(WORK ORDER) Of all the lines in the material, how many carry the string "sunglasses"? Respond with the number by itself.
★ ★ ★ ★
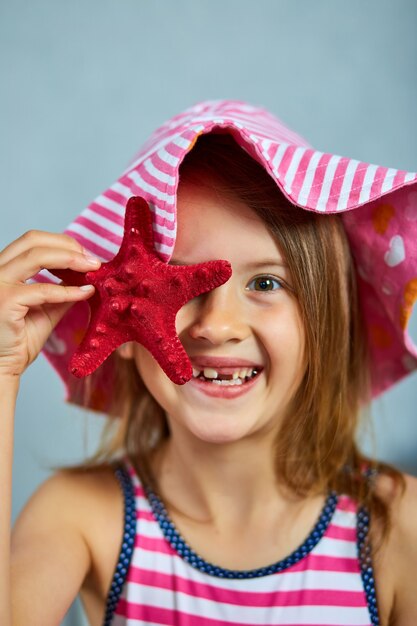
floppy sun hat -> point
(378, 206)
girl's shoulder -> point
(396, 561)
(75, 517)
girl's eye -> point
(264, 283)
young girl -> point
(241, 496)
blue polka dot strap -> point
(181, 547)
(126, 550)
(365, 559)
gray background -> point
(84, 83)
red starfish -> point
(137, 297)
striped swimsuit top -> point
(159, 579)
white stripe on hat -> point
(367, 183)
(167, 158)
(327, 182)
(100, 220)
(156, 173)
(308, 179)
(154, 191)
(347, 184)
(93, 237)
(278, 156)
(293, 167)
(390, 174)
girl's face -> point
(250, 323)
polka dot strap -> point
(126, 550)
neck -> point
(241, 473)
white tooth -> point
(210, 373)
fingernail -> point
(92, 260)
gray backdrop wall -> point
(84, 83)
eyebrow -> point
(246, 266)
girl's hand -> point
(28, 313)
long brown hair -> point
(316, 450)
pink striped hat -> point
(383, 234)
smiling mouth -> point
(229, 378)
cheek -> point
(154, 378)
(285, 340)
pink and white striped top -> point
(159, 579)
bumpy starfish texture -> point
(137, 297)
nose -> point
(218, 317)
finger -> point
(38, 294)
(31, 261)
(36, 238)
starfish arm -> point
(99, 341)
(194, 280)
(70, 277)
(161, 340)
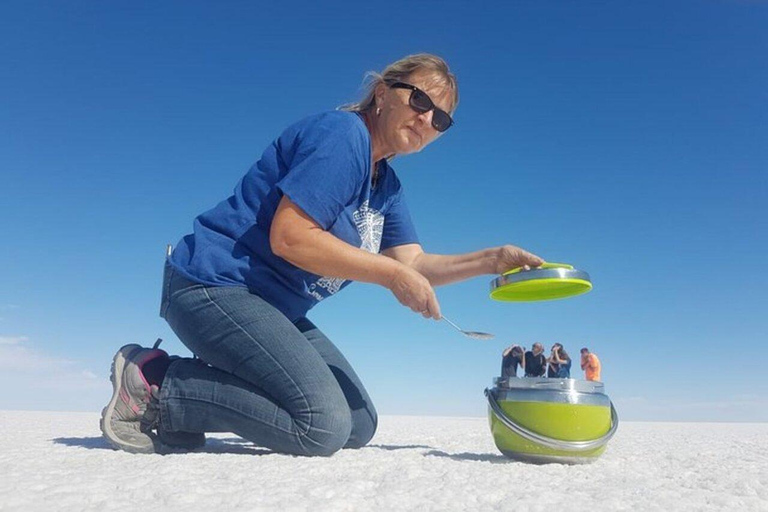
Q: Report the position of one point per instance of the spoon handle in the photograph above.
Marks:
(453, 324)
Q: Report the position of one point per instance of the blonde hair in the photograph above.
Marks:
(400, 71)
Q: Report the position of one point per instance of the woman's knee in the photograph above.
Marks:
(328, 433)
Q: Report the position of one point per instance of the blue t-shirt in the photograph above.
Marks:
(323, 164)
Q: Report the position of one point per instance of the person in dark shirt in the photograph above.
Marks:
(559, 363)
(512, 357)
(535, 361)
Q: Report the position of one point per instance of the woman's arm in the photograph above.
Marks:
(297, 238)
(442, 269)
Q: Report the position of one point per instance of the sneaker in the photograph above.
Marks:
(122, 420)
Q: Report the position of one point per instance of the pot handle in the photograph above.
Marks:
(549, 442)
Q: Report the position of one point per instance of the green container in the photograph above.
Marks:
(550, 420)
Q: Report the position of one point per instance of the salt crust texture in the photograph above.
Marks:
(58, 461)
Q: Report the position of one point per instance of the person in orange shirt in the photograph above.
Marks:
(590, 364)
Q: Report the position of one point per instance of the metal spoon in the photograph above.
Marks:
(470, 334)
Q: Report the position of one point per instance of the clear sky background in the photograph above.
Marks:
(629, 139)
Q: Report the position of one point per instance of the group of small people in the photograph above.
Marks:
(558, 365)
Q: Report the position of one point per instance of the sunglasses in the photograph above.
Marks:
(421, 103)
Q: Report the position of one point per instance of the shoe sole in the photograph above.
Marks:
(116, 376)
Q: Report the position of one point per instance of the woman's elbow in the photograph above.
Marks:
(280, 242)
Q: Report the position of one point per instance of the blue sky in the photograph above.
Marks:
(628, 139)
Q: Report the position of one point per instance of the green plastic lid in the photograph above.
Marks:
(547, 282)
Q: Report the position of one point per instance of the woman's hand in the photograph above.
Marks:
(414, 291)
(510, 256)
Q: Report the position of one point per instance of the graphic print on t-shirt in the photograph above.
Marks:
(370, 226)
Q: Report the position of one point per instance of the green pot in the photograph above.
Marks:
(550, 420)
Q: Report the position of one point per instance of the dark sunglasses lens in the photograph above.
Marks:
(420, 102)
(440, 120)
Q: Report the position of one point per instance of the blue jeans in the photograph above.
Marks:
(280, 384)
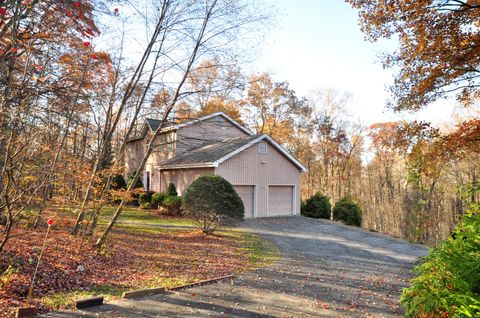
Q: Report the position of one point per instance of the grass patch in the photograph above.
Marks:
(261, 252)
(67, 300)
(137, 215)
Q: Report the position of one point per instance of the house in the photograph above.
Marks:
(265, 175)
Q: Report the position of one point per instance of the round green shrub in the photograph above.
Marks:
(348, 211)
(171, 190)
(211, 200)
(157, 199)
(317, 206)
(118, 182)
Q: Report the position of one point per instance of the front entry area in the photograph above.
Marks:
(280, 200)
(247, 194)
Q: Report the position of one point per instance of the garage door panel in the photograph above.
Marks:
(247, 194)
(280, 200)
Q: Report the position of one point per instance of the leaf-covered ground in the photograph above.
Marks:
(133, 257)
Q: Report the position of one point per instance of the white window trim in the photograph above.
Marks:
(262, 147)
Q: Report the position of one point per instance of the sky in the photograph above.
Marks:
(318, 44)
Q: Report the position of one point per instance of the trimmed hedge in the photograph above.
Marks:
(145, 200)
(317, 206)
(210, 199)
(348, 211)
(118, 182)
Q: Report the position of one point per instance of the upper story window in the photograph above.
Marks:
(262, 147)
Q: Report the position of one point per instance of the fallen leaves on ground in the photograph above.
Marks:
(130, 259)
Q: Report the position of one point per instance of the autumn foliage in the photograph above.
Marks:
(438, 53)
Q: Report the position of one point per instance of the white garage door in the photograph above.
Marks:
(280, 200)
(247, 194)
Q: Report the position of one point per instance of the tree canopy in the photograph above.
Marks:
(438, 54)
★ ★ ★ ★
(TASK SOLUTION) 2